**Set of tasks**.
**A)** How many questions make up the series in the RPG a Day 2017 post?
**B)** Please continue the RPG a Day 2017 post from its last sentence.

**Source text**.
*** Begin section ***

Wednesday, August 30, 2017

RPG a Day 2017 Question 30

What is RPGaDay2017?

I’ll link here to the actual group. Basically, it’s a series of questions that you can answer. There are 31 questions that you can answer to help shine a light on the different reasons people play role-play games. This is my answer to the 30th question. For my full list of answers check here.

Question #30: What is an RPG genre-mashup you would most like to see?
This is a really hard one. I’m pretty sure most every genre mashup already exists and with systems like FATE you can make anything you want. What’s left? I’ve had this idea bubbling in the back of my mind for a few years now. What if you had a medieval, not fantasy, setting with superheroes and villains. I don’t know if it would work, but then I didn’t think post-apocalyptic fantasy would work and yet, Adventure Time is a thing.

*** End section ***

**Data provided**.
*** Begin section ***

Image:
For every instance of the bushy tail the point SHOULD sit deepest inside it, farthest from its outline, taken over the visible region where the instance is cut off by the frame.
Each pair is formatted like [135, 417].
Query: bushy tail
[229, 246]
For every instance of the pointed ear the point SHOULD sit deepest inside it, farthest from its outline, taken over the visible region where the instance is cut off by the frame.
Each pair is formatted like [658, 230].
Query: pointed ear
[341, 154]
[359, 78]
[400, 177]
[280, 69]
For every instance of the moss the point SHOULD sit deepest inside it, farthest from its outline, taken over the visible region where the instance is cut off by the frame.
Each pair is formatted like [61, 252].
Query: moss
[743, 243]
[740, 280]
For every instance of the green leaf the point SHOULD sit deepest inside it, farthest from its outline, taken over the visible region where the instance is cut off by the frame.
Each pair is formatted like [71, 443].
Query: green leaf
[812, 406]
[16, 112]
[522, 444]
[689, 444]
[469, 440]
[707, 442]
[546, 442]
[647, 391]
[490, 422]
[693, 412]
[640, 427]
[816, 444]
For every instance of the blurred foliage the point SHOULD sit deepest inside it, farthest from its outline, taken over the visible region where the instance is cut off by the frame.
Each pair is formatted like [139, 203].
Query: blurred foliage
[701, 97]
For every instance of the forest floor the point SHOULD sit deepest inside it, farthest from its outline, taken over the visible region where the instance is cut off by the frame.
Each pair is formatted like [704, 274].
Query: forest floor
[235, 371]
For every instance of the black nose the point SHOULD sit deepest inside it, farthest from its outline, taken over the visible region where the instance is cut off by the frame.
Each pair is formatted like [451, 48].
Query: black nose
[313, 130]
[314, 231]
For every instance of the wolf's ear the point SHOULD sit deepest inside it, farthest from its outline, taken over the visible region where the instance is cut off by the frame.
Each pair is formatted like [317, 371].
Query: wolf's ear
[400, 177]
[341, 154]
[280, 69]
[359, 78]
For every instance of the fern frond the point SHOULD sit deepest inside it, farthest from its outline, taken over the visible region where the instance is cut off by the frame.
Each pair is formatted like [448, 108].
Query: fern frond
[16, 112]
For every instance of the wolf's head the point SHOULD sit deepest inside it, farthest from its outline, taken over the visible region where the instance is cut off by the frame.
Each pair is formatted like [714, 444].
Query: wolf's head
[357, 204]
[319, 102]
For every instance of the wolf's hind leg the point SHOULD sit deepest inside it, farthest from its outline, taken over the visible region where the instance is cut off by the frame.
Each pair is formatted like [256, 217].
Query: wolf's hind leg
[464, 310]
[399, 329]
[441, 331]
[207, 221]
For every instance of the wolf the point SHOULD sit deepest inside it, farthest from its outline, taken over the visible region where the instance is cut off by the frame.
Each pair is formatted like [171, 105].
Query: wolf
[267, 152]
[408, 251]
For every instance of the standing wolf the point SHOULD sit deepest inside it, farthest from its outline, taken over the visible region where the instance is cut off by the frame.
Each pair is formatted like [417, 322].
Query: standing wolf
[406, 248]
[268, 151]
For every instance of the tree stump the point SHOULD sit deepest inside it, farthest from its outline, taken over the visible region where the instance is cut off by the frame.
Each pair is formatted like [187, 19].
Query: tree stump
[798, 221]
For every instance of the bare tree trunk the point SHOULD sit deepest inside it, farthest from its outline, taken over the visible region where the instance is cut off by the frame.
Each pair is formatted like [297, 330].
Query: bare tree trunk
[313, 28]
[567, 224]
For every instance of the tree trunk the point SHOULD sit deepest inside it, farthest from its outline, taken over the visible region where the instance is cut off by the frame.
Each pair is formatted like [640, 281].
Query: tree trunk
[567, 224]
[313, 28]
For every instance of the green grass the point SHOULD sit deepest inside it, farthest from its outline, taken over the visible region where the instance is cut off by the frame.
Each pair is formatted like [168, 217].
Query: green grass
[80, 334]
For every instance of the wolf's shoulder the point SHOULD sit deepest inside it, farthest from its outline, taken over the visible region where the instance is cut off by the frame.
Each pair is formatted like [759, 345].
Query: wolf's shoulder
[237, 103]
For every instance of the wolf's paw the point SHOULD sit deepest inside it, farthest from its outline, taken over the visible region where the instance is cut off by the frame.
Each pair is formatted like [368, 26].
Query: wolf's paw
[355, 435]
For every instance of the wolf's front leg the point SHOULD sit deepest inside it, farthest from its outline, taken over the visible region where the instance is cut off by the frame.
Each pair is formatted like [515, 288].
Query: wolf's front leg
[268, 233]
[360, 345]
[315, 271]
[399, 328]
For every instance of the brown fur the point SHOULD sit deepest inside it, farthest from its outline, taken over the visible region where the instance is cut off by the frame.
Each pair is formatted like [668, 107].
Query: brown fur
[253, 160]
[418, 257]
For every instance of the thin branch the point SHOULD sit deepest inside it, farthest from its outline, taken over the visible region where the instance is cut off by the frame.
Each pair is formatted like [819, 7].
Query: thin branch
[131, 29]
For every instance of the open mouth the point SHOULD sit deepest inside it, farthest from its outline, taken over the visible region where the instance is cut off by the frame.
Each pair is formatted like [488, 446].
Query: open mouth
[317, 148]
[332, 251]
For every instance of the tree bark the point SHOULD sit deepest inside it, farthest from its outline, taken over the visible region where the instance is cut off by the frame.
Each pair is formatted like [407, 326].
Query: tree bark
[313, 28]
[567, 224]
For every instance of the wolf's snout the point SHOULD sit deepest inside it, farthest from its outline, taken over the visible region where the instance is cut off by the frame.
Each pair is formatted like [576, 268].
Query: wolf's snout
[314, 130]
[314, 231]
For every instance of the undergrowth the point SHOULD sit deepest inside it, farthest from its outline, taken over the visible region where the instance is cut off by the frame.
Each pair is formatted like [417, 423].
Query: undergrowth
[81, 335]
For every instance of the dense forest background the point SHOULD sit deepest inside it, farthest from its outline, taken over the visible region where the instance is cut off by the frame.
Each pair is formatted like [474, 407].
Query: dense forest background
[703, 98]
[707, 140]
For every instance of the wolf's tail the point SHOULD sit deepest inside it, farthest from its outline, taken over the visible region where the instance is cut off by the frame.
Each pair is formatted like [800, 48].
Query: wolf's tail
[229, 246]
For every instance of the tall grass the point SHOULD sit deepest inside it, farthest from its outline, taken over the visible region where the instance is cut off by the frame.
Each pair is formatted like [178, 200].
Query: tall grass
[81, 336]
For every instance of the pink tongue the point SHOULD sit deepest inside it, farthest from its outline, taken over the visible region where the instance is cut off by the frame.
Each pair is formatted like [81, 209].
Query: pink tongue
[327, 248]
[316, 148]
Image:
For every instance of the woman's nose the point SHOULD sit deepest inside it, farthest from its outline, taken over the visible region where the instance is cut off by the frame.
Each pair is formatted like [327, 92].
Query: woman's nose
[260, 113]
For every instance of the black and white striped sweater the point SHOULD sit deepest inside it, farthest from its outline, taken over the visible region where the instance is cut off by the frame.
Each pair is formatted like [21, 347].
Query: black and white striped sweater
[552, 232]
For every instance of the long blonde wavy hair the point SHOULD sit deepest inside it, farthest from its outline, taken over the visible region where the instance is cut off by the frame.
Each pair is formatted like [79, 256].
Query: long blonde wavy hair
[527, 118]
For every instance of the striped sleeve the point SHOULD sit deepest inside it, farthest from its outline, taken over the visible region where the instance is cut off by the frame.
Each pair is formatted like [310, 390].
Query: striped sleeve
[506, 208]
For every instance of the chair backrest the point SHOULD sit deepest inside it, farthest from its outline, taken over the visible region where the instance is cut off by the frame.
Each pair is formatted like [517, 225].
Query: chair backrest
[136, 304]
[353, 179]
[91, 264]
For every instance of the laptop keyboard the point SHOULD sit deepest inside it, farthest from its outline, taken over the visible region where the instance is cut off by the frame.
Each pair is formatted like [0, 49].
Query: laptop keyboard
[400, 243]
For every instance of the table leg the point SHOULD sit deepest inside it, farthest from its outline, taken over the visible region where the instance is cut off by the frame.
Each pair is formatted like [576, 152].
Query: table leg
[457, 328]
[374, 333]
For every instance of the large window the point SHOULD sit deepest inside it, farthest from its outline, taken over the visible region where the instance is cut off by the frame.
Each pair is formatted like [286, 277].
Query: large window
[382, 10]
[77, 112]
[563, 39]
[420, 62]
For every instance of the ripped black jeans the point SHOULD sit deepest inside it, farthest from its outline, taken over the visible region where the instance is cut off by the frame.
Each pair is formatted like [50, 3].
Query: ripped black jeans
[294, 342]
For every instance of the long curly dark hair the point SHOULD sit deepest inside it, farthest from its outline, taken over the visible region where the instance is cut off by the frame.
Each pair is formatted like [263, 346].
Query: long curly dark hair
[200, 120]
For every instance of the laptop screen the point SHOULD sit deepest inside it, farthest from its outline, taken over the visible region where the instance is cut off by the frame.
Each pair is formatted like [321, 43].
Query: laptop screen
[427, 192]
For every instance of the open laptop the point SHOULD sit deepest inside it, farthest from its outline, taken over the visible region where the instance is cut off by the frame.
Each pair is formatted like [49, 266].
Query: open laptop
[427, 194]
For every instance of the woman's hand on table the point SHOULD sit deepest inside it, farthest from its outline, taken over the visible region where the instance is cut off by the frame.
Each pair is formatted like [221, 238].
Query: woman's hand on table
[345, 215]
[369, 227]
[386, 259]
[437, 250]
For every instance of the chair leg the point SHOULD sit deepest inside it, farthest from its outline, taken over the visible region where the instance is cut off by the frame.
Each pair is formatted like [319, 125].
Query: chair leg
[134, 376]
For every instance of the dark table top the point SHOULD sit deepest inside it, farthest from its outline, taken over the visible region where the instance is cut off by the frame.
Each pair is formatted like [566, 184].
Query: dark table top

*** End section ***
*** Begin section ***

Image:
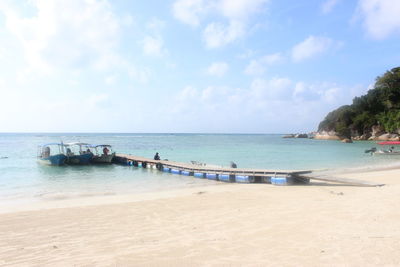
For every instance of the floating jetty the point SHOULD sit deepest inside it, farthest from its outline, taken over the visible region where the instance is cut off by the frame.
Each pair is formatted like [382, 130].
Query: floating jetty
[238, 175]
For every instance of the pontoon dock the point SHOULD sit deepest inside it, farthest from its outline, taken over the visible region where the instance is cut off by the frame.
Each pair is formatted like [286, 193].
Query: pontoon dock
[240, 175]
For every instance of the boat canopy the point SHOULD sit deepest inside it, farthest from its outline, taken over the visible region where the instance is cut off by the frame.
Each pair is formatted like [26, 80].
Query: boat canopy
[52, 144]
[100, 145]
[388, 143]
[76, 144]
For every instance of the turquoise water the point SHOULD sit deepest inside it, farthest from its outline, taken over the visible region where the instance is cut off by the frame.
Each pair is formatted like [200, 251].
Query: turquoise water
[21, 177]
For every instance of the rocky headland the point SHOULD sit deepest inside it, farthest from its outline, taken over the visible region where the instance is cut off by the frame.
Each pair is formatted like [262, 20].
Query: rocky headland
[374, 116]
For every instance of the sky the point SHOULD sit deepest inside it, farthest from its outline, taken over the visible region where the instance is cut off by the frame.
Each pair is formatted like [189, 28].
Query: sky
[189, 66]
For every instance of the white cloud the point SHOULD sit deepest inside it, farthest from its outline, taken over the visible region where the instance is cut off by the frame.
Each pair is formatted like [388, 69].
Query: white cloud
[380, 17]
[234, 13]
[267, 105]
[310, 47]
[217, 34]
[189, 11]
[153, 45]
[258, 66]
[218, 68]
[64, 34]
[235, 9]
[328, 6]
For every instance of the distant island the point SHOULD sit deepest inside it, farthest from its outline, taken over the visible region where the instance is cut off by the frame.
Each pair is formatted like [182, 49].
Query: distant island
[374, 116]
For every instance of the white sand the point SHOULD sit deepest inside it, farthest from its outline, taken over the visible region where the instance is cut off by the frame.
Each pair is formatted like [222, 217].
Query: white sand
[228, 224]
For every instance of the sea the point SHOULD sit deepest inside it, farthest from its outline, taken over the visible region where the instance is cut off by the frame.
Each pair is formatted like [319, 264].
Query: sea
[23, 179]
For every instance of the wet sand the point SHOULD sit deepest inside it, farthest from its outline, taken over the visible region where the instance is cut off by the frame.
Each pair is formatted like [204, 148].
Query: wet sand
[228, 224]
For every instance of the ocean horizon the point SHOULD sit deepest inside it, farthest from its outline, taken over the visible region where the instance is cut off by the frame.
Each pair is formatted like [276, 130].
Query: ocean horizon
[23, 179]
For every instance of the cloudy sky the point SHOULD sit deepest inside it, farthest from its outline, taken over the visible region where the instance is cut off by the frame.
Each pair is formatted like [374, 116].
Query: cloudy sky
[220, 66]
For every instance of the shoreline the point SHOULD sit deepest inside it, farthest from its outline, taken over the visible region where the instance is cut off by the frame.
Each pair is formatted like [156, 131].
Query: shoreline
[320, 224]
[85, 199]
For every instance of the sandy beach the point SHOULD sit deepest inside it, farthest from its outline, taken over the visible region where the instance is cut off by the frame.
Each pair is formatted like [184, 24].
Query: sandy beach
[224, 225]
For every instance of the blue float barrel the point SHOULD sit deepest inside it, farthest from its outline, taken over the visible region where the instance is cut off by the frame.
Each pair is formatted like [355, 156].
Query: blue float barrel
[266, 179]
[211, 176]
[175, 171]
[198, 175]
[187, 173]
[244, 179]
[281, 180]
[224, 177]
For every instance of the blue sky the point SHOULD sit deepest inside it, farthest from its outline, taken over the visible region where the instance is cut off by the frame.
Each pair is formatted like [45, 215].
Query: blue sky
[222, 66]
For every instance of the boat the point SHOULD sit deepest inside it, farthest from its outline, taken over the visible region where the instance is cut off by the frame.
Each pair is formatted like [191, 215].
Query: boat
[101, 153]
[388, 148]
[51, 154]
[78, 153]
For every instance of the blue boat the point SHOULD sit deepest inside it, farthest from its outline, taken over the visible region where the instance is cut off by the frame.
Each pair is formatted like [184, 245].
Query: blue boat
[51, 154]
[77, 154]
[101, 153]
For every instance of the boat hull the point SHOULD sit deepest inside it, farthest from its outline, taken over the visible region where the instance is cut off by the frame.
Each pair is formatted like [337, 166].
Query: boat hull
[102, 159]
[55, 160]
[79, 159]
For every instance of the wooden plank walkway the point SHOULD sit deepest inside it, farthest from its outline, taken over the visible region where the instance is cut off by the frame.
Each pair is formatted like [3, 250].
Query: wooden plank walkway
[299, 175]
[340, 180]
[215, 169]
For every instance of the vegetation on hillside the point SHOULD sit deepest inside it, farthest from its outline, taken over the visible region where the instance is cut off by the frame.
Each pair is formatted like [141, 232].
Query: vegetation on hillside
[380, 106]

*** End section ***

**Responses**.
**A)** 31

**B)**
Anyway, I think the basic idea would be to have characters with minor superpowers, not on a Superman level, but possibly Heroes for Hire or other street level heroes set in and around the crusades. We sort of have the basic DNA for this with Robin Hood and the Three Musketeers, just do that but amp it up a bit with some flight, eye beams, steampunk, magic, and maybe even an occasional extra-terrestrial. Throw in some psychotic villains bent on European domination.
I think the biggest challenge for something like this would be to create a world that people could roll into and get behind. I’d want to avoid people just making standard fantasy heroes or Batman in plate mail. I’d love to see someone like, Templar, a noble visage of righteousness. Stout, powerful, and nigh invulnerable, arrows bounce off of him. He wears all white leather with a ten foot cape that never touches the ground because it’s always billowing slightly in the wind. Granted his powers by the divine form of Joan De’Arc.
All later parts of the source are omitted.